Start of Block
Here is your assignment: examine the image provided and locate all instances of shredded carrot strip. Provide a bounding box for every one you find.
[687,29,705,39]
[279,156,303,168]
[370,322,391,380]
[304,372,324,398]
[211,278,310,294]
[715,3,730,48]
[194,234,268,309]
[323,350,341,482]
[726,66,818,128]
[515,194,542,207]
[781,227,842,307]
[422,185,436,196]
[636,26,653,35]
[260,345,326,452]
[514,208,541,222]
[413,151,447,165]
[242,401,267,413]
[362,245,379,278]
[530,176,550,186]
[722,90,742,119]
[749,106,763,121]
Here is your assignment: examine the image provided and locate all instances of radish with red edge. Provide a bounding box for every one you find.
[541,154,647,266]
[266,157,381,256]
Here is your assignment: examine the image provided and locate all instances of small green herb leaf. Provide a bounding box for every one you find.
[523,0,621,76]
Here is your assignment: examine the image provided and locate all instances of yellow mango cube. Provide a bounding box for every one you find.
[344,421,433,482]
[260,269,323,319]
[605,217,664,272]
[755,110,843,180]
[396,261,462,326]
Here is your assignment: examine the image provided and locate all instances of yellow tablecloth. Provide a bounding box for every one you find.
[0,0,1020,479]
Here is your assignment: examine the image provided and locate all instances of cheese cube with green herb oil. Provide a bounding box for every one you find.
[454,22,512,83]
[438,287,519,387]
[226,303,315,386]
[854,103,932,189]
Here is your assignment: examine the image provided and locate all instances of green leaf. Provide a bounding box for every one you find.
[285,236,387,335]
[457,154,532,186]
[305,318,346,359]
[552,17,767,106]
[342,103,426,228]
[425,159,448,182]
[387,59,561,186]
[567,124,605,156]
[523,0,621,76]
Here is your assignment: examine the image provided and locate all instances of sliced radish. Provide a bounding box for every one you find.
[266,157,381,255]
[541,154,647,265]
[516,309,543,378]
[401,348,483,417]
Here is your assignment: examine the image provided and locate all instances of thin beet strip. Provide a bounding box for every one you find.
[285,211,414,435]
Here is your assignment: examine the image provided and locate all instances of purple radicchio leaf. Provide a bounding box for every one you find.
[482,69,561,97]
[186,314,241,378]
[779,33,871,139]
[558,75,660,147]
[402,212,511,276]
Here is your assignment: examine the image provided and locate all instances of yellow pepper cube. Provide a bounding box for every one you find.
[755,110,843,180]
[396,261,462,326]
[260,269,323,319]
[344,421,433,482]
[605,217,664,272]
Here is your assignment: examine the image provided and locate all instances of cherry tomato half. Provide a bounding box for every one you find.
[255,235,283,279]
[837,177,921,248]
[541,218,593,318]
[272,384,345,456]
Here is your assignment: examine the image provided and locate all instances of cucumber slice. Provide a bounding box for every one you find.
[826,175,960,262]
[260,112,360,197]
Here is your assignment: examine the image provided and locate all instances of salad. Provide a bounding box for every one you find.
End of Block
- DIRECTIONS
Please write out the lines that run from the one with "instances of thin" to the end of the records, both included, exactly as they appear.

- RESULT FOR THIS TASK
Here is your assignment: examine the image provided and locate all instances of thin beet strip. Provide a bounding box for every one you find.
[285,211,414,435]
Here is your assignment: examine the image provided and locate all instances of purple radicchio leaf. Provide a bounding box for every one you find.
[482,69,561,97]
[186,314,241,378]
[779,33,871,139]
[558,75,660,147]
[402,212,511,276]
Here is your assignment: examine the image provided and locate all instances of yellow pepper cube. Provide a bounding box for every one you find.
[755,110,843,180]
[396,261,462,326]
[260,269,323,319]
[344,421,433,482]
[605,217,664,272]
Here is your assignment: examine the image provided and locate all instances of cherry tomato half. Provide a bounding box for every one you find.
[255,235,283,279]
[837,177,921,248]
[541,218,593,318]
[272,384,345,456]
Here is your assignment: examine the image provided and locate all instances of cucumber slice. Provide a bounding box for every one you find.
[826,175,960,262]
[260,112,360,197]
Here is your assignment: examine the image provided and locate all instances of salad. Provide a bounding box for every one you find.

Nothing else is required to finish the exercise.